-- START INPUT FOR THIS TASK --

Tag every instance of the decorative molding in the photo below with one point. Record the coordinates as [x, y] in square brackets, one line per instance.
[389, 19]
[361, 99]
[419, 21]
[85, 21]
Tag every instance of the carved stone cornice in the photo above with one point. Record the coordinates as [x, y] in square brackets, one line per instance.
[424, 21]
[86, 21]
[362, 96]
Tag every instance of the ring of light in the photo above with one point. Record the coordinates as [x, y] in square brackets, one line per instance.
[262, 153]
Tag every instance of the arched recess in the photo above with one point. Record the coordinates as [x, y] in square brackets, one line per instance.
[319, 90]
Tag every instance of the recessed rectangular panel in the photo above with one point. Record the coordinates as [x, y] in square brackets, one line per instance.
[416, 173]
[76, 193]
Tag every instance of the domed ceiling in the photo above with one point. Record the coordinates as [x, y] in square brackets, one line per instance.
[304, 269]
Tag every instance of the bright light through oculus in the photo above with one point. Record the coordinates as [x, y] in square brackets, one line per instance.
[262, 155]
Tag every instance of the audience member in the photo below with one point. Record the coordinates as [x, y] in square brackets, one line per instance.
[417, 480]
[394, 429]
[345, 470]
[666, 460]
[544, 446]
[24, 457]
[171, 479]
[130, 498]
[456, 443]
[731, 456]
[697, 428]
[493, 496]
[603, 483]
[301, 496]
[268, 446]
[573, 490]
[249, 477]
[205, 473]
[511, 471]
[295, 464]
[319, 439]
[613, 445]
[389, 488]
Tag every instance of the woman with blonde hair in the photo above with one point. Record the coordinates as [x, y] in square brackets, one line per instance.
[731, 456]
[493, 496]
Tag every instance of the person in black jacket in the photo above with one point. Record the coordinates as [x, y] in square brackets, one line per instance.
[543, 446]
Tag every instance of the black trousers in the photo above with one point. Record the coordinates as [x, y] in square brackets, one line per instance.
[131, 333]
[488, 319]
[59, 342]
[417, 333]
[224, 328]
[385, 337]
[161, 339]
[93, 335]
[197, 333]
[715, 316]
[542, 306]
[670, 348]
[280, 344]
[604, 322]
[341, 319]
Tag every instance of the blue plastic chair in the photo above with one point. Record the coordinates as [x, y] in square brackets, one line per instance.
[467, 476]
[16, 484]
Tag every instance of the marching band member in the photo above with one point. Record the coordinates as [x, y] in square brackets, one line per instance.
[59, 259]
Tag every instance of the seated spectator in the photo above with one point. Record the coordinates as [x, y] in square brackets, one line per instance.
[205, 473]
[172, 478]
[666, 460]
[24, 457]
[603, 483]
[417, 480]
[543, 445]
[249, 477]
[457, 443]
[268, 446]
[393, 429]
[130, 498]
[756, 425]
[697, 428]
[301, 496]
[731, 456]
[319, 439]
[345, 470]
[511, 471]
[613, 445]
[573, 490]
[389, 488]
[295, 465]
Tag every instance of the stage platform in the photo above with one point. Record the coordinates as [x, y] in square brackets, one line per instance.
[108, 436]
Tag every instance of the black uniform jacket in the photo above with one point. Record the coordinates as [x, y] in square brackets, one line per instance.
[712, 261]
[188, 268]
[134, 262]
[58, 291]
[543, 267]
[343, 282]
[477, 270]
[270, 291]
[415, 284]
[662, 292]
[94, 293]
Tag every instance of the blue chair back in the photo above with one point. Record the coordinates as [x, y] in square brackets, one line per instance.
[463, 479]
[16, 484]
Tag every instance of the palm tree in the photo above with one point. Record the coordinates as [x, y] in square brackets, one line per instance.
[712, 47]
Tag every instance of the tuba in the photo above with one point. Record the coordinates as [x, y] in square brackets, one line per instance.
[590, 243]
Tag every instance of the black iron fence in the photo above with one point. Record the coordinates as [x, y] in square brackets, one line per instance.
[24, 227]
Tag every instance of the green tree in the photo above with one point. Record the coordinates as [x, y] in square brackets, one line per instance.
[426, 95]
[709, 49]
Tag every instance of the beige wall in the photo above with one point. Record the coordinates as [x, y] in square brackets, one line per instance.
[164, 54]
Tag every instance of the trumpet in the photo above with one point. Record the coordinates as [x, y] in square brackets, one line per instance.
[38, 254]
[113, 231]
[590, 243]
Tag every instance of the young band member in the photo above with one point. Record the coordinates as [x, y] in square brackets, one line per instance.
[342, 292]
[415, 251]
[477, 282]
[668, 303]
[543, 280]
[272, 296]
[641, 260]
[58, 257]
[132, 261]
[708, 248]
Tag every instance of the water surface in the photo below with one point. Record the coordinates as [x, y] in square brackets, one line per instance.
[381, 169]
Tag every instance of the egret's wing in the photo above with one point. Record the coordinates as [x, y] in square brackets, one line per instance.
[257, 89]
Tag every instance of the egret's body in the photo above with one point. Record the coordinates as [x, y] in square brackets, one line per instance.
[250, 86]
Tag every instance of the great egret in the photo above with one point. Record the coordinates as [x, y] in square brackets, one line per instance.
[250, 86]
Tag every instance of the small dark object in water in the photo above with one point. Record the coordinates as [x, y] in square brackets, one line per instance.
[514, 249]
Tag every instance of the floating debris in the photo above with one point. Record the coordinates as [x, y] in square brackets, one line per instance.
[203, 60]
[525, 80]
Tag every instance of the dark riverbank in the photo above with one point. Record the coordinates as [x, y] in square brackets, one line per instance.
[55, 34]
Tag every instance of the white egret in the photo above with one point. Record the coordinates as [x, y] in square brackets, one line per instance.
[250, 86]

-- END INPUT FOR THIS TASK --

Return exactly the lines from the line bearing "Tag every instance of the egret's wing" to the end of the records, inclusive of both; include no other lines.

FULL RESPONSE:
Tag every instance of the egret's wing in the photo above with one point. Record the coordinates as [x, y] in square brackets, one line per instance.
[257, 89]
Tag every instance of the egret's body in the photo above with one point. Record the coordinates as [x, y] in square brackets, one line per instance.
[250, 86]
Tag every instance of the great egret in the photo above with one point. Record the coordinates as [x, y] in square brackets, one line per instance.
[250, 86]
Tag every instance of the small dark object in water in the photo above with one point. Record the coordinates as [x, y] in square brackets, one line per instance.
[514, 249]
Tag every instance of the floating debris in the photo above with one point. Record the coordinates as [x, y] in square brackets, one line per instance.
[203, 60]
[525, 80]
Tag every instance of the dark riverbank in the photo above with one point. Record the coordinates as [x, y] in square brackets, one line per instance.
[55, 34]
Tag every instance of the white egret in the photo above with one point. Record the coordinates as [x, y] in square brackets, one line per instance.
[250, 86]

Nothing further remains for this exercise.